Reproduce the listing below, substituting "grinning face" for "smiling face" and leaving everything else unchanged.
········
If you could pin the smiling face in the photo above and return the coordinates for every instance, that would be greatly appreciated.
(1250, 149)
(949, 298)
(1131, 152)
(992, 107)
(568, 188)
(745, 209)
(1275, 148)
········
**Problem solution:**
If you could pin the grinning face in the photo above and return the coordinates for every instance, that would be greatly appreciated.
(1250, 149)
(949, 298)
(1131, 152)
(992, 107)
(568, 188)
(745, 209)
(1275, 148)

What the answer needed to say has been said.